[Point-per-instance localization data]
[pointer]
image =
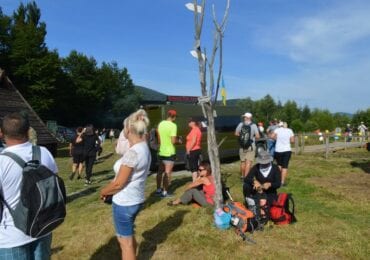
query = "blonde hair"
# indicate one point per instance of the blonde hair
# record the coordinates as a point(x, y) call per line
point(137, 122)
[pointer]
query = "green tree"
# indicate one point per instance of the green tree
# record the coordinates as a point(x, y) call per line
point(297, 125)
point(81, 99)
point(5, 26)
point(324, 119)
point(290, 112)
point(247, 104)
point(305, 114)
point(341, 120)
point(310, 126)
point(361, 116)
point(265, 108)
point(32, 67)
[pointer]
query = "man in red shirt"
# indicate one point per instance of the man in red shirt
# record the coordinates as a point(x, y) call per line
point(193, 147)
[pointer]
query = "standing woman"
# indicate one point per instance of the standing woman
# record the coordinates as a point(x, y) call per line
point(284, 136)
point(128, 185)
point(90, 140)
point(193, 147)
point(76, 150)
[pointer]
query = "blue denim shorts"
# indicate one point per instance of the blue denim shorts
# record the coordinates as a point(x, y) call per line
point(124, 218)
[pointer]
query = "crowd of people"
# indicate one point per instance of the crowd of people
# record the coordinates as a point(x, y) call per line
point(126, 191)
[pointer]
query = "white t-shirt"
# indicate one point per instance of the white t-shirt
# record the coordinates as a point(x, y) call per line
point(138, 158)
point(254, 129)
point(10, 185)
point(283, 139)
point(122, 144)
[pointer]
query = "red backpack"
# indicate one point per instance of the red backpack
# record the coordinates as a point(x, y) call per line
point(280, 212)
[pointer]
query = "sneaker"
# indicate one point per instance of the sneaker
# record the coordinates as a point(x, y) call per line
point(158, 192)
point(166, 195)
point(171, 204)
point(71, 176)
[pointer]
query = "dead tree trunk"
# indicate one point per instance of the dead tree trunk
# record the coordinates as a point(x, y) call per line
point(206, 100)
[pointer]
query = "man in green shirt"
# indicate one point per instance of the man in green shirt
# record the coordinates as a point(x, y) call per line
point(167, 131)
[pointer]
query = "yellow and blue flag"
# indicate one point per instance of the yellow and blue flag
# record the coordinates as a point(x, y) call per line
point(223, 92)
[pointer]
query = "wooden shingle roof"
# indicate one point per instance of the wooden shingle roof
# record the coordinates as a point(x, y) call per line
point(11, 100)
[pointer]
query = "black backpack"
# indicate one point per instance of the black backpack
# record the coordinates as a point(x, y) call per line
point(41, 207)
point(245, 136)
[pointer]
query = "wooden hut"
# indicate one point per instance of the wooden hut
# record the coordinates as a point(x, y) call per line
point(11, 100)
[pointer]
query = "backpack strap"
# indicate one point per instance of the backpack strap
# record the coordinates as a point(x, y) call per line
point(36, 153)
point(15, 158)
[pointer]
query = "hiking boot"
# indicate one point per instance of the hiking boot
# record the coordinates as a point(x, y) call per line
point(171, 204)
point(158, 192)
point(72, 176)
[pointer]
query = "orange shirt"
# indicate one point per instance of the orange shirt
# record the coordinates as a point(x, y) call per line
point(194, 133)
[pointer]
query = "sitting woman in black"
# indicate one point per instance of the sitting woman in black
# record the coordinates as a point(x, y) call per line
point(261, 184)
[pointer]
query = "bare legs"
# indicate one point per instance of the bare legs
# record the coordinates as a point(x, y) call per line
point(128, 247)
point(164, 180)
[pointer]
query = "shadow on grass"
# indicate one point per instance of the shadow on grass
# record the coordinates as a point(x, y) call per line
point(176, 183)
point(55, 250)
point(80, 194)
point(363, 165)
point(109, 251)
point(159, 234)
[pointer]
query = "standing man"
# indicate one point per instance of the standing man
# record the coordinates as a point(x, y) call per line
point(14, 244)
point(247, 133)
point(271, 141)
point(284, 137)
point(167, 131)
point(362, 129)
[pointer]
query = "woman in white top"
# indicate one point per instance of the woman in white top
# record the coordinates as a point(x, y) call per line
point(128, 186)
point(284, 136)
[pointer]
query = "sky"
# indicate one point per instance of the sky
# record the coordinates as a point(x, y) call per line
point(315, 52)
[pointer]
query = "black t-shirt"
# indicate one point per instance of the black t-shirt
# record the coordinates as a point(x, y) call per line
point(90, 144)
point(77, 148)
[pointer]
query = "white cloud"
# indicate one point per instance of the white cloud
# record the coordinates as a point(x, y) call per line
point(340, 89)
point(329, 36)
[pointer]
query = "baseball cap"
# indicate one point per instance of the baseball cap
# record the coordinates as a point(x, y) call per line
point(264, 157)
point(171, 112)
point(249, 115)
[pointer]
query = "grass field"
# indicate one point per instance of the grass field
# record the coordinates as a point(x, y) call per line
point(332, 207)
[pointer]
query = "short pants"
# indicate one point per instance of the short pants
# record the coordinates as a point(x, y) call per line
point(168, 159)
point(194, 160)
point(283, 158)
point(124, 218)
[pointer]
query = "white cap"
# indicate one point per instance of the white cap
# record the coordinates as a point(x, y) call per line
point(248, 115)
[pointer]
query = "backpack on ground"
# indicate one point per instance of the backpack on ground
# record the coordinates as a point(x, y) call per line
point(280, 212)
point(245, 136)
point(41, 207)
point(241, 218)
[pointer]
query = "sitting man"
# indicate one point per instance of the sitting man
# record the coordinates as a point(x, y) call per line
point(201, 191)
point(260, 186)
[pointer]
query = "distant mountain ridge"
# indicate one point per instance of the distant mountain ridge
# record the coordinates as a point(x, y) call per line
point(152, 96)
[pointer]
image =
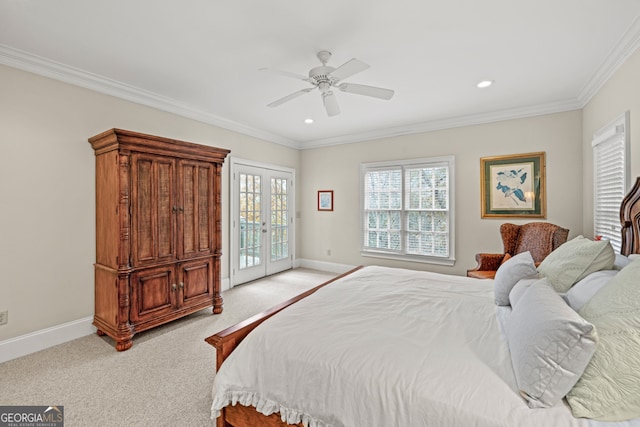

### WORK TASK
Leave the pictures aside and output each entry exactly as it stands.

### ANSWER SECTION
[pointer]
image =
query = "blonde hair"
# indicate one point per instance of the blonde hair
# record the coordinates as a point(x, y) call per line
point(137, 122)
[pointer]
query = "green tree"
# indicate one point per instance of the green tree
# record the coordinates as a point(x, y) call per line
point(297, 125)
point(81, 99)
point(5, 26)
point(324, 119)
point(290, 112)
point(247, 104)
point(305, 114)
point(341, 120)
point(310, 126)
point(361, 116)
point(265, 108)
point(32, 67)
[pointer]
query = "man in red shirt"
# indicate one point per instance of the man in red shirt
# record the coordinates as a point(x, y) call per line
point(193, 147)
[pointer]
query = "standing woman"
# indicate one point per instance of the standing woman
# record the coordinates as a point(x, y) call per line
point(284, 136)
point(128, 185)
point(90, 140)
point(193, 147)
point(76, 150)
[pointer]
query = "blue denim shorts"
# indicate one point per instance of the blue denim shorts
# record the coordinates as a point(x, y) call per line
point(124, 218)
[pointer]
query = "crowd of people"
# indicate one point per instance of the crowd of people
# record the coordinates as a point(x, y) call per line
point(126, 191)
[pointer]
query = "white t-shirt"
# indicate one point per instance of the white t-shirt
# record the coordinates as a point(x, y) call per line
point(138, 158)
point(254, 129)
point(10, 185)
point(283, 139)
point(122, 144)
[pointer]
query = "red backpack"
# indicate one point per instance of the red backpack
# record the coordinates as a point(x, y) call per line
point(280, 212)
[pointer]
query = "sneaker"
# indicate one point per instance of the sneaker
# record the coordinates as a point(x, y) call per line
point(158, 192)
point(166, 195)
point(171, 204)
point(71, 176)
[pointer]
query = "dead tree trunk"
# indicate one point per instance of the dead tree trunk
# record the coordinates as a point(x, y) call per line
point(206, 100)
[pointer]
query = "man in green shirt"
# indicate one point per instance of the man in green shirt
# record the coordinates as a point(x, y) call per line
point(167, 131)
[pointer]
query = "yellow and blue flag"
# indicate one point per instance of the yellow and blue flag
# record the coordinates as a point(x, y) call per line
point(223, 92)
[pointer]
query = "wooden shingle roof"
# indicate one point per instance of the wooden shingle roof
# record the coordinates as a point(x, y) call per line
point(11, 100)
[pointer]
query = "black backpack"
# indicate one point per instance of the black backpack
# record the coordinates as a point(x, y) call per line
point(41, 207)
point(245, 136)
[pointer]
query = "wooden hut"
# indicate one point per instance of the wooden hut
# record the coordinates as a point(x, y) call per line
point(11, 100)
[pointer]
query = "backpack strap"
# indicate one point per instance of the backpack strap
# record the coordinates as a point(x, y) call per line
point(36, 153)
point(15, 158)
[pointer]
query = "hiking boot"
# indicate one point per instance of the hiking boot
# record the coordinates as a point(x, y) call per line
point(171, 204)
point(158, 192)
point(72, 176)
[pointer]
query = "orange shirt"
# indicate one point per instance of the orange shirt
# record the coordinates as a point(x, y) call per line
point(194, 133)
[pointer]
query = "sitting woman in black"
# indicate one point per instance of the sitting woman in black
# record the coordinates as a point(x, y) call per line
point(261, 184)
[pointer]
query = "bare legs"
# indicate one point per instance of the bare legs
# record the coordinates as a point(x, y) call per line
point(128, 247)
point(164, 180)
[pointer]
query = "shadow on grass"
# indicate one point per instance of the shadow on grass
# record the coordinates as a point(x, y) call per line
point(176, 183)
point(55, 250)
point(80, 194)
point(363, 165)
point(109, 251)
point(159, 234)
[pointer]
query = "standing man"
# indicate one point per instance of the standing man
# record the coordinates as a point(x, y) call per line
point(14, 244)
point(247, 133)
point(271, 141)
point(284, 137)
point(167, 131)
point(362, 129)
[pointer]
query = "woman in white top"
# indicate one point per instance of the woman in white top
# record the coordinates as a point(x, y) call per line
point(128, 186)
point(284, 136)
[pointer]
query = "sky"
# indicate one point per instance of the sky
# record the coordinates as a point(x, y) call per line
point(315, 52)
[pointer]
query = "black t-shirt"
# indicate one point per instance of the black t-shirt
# record the coordinates as a point(x, y) call per line
point(90, 144)
point(77, 148)
[pointer]
query = "white cloud"
# indicate one point per instance of the white cloud
# record the coordinates as a point(x, y) call per line
point(340, 89)
point(329, 36)
[pointer]
query = "baseball cap"
# indicate one point per instance of the baseball cap
# record the coordinates as a point(x, y) call per line
point(264, 157)
point(171, 112)
point(249, 115)
[pointer]
query = "grass field"
# indicate one point per instance of the grass field
# record the coordinates as a point(x, y) call per line
point(332, 207)
[pointer]
query = "short pants"
# indicate one point per instance of the short pants
# record the coordinates as a point(x, y) call per line
point(168, 159)
point(194, 160)
point(283, 158)
point(124, 218)
[pointer]
query = "white cap"
# indicate one point per instance of the white cap
# record the coordinates as a point(x, y) call per line
point(248, 115)
[pointer]
query = "backpack on ground"
# indicate one point per instance of the backpack on ground
# record the coordinates as a point(x, y) call per line
point(280, 212)
point(245, 136)
point(41, 207)
point(241, 218)
[pointer]
query = "sitting man"
# indicate one point per instance of the sitting man
# record the coordinates as a point(x, y) call per line
point(201, 191)
point(260, 186)
[pointer]
query = "distant mountain ridge"
# indicate one point per instance of the distant mountain ridge
# record the coordinates as a point(x, y) call per line
point(152, 96)
[pointer]
image =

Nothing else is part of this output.